操作系统:CentOS 6.4
HBase
HBase可以使用本地文件系统,但不能保证数据持久性. 正式环境需要使用HDFS作为后端存储.
修改主机名和hosts文件
设置计算机的主机名,将解析添加到hosts文件
编辑 /etc/sysconfig/network 文件
NETWORKING=yes
HOSTNAME=nutch.bis.com.cn
修改完重启才能生效,可以使用执行下面命令,然后重新登录即生效.
hostname nutch.bis.com.cn
编辑/etc/hosts文件
[root@nutch apache-nutch-2.2.1]# cat /etc/hosts
127.0.0.1 localhost localhost.localdomain localhost4 localhost4.localdomain4
::1 localhost localhost.localdomain localhost6 localhost6.localdomain6
172.35.0.118 nutch.bis.com.cn
下载安装HBase
Nutch 2.X支持的HBase版本为 0.90.4, 理论上0.90.x分支版本都支持. 其余的版本会因jar包不兼容出错.
官网 hbase-0.90.4.tar.gz
下载到本地后,解压压缩包
tar xvf hbase-0.90.4.tar.gz
cd hbase-0.90.4
编辑 conf/hbase-site.xml, 设置hbase.rootdir和hbase.zookeeper.property.dataDir. 如果没设置, hbase将数据保存至/tmp目录下,重启后丢失.
<?xml version="1.0"?>
<?xml-stylesheet type="text/xsl" href="configuration.xsl"?>
<configuration>
<property>
<name>hbase.rootdir</name>
<value>file:///opt/hbase</value>
</property>
<property>
<name>hbase.zookeeper.property.dataDir</name>
<value>/opt/zookeeper</value>
</property>
</configuration>
将value的值替换为需要存储数据的路径.
启动HBase
./bin/start-hbase.sh
Nutch
下载nutch最新版本 2.2.1
官网 apache-nutch-2.2.1-src.tar.gz
解压nutch
tar xvf apache-nutch-2.2.1-src.tar.gz
cd apache-nutch-2.2.1
编辑conf/nutch-site.xml
<?xml version="1.0"?>
<?xml-stylesheet type="text/xsl" href="configuration.xsl"?>
<!-- Put site-specific property overrides in this file. -->
<configuration>
<property>
<name>storage.data.store.class</name>
<value>org.apache.gora.hbase.store.HBaseStore</value>
<description>The Gora DataStore class for storing and retrieving data.
Currently the following stores are available:
org.apache.gora.sql.store.SqlStore
Default store. A DataStore implementation for RDBMS with a SQL interface.
SqlStore uses JDBC drivers to communicate with the DB. As explained in
ivy.xml, currently >= gora-core 0.3 is not backwards compatable with
SqlStore.
org.apache.gora.cassandra.store.CassandraStore
Gora class for storing data in Apache Cassandra.
org.apache.gora.hbase.store.HBaseStore
Gora class for storing data in Apache HBase.
org.apache.gora.accumulo.store.AccumuloStore
Gora class for storing data in Apache Accumulo.
org.apache.gora.avro.store.AvroStore
Gora class for storing data in Apache Avro.
org.apache.gora.avro.store.DataFileAvroStore
Gora class for storing data in Apache Avro. DataFileAvroStore is
a file based store which uses Avro's DataFile{Writer,Reader}'s as a backend.
This datastore supports mapreduce.
_ _ _ _ _
## 你的任务
1. 请把上面页面文本中从“org.apache.gora.accumulo.store.AccumuloStore”起，一直到“datastore supports mapreduce.”为止（包括这两处）的内容原样照抄出来。
2. 将上面页面文本里以“Nutch 2.X支持的HBase版本”开头的那一段改写成简短的要点列表，并保留其中的主要事实。

## 所示数据
_ _ _ _ _
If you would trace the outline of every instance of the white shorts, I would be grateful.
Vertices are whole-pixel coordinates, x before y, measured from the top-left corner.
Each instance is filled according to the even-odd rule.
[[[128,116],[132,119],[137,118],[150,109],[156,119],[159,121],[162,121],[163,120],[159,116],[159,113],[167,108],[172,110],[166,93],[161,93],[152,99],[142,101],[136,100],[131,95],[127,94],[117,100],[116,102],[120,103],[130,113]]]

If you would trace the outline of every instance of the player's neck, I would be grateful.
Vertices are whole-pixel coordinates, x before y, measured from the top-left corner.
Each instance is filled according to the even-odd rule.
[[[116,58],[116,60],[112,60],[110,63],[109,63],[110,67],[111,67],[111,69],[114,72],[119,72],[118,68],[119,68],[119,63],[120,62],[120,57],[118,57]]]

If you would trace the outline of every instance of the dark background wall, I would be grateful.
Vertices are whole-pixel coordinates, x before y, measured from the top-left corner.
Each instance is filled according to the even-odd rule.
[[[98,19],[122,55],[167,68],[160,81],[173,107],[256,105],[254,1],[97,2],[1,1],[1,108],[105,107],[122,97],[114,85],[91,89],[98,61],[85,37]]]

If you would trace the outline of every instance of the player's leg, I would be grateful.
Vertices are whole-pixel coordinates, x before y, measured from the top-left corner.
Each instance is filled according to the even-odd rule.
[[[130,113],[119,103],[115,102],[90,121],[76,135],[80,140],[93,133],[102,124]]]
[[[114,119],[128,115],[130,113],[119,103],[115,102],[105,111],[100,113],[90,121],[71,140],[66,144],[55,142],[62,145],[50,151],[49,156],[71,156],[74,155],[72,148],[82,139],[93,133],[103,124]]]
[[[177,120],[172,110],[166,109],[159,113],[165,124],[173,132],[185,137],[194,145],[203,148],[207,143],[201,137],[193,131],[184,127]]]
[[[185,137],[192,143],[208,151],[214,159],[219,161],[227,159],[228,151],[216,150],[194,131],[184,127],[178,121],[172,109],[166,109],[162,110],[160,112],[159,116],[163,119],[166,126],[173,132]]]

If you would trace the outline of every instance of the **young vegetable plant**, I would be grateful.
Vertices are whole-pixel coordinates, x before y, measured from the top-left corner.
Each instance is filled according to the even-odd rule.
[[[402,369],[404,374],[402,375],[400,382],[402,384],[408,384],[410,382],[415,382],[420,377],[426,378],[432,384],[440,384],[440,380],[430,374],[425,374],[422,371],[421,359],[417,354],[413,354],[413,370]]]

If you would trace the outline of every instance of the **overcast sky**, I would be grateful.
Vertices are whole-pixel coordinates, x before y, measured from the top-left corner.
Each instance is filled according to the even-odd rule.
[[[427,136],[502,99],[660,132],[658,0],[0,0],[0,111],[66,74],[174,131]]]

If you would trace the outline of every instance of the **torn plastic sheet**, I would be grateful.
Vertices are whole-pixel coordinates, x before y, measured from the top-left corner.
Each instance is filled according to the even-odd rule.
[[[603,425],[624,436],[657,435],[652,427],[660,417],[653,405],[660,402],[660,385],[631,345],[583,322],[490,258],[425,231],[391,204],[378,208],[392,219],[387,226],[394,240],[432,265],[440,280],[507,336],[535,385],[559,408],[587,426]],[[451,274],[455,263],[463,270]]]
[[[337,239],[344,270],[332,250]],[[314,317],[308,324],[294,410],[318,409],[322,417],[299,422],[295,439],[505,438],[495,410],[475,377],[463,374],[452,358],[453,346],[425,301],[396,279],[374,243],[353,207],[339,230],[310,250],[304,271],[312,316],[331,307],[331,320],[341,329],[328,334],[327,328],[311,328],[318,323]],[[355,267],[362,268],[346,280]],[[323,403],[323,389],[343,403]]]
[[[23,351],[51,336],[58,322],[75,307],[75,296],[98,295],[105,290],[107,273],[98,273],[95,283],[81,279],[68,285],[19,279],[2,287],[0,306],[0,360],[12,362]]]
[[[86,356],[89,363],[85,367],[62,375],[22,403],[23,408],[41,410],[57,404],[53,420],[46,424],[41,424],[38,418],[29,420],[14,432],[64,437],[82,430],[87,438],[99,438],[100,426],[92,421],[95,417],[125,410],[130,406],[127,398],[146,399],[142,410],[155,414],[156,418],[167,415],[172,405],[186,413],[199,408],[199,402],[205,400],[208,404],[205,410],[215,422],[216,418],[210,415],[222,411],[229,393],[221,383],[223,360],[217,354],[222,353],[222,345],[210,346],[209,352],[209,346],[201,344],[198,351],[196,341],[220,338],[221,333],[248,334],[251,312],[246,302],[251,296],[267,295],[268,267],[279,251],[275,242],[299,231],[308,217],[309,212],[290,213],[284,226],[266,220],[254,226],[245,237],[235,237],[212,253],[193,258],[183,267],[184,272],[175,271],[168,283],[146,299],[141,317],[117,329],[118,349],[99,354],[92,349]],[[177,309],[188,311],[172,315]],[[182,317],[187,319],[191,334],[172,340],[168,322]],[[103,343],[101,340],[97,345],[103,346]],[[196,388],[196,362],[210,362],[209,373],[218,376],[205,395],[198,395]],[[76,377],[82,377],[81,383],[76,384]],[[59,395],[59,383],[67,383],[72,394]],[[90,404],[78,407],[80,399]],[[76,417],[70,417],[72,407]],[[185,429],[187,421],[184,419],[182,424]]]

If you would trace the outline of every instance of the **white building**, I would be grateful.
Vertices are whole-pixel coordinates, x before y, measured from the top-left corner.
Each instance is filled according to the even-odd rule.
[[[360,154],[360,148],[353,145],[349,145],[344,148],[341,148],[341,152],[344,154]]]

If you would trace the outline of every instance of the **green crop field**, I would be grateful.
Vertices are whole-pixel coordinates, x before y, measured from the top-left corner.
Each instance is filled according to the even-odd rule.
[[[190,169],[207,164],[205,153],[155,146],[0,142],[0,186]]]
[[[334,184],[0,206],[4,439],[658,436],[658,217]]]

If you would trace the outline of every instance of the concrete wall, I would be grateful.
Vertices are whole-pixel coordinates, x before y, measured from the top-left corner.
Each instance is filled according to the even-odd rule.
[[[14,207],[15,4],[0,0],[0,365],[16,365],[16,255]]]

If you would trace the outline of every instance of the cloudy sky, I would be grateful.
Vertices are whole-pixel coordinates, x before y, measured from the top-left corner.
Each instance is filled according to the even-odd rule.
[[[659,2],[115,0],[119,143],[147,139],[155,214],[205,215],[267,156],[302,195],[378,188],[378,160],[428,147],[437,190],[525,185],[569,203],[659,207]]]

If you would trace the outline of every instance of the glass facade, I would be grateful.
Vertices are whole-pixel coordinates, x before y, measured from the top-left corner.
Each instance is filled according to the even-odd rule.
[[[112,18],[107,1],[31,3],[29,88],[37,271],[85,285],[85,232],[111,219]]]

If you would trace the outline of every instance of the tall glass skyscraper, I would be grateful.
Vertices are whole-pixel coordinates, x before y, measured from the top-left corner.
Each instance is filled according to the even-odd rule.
_ _ _ _ _
## 参考答案
1.
org.apache.gora.accumulo.store.AccumuloStore
Gora class for storing data in Apache Accumulo.
org.apache.gora.avro.store.AvroStore
Gora class for storing data in Apache Avro.
org.apache.gora.avro.store.DataFileAvroStore
Gora class for storing data in Apache Avro. DataFileAvroStore is
a file based store which uses Avro's DataFile{Writer,Reader}'s as a backend.
This datastore supports mapreduce.

2.
- Nutch 2.X支持的HBase版本为0.90.4。
- 理论上0.90.x分支的版本都支持。
- 其他版本会因jar包不兼容而出错。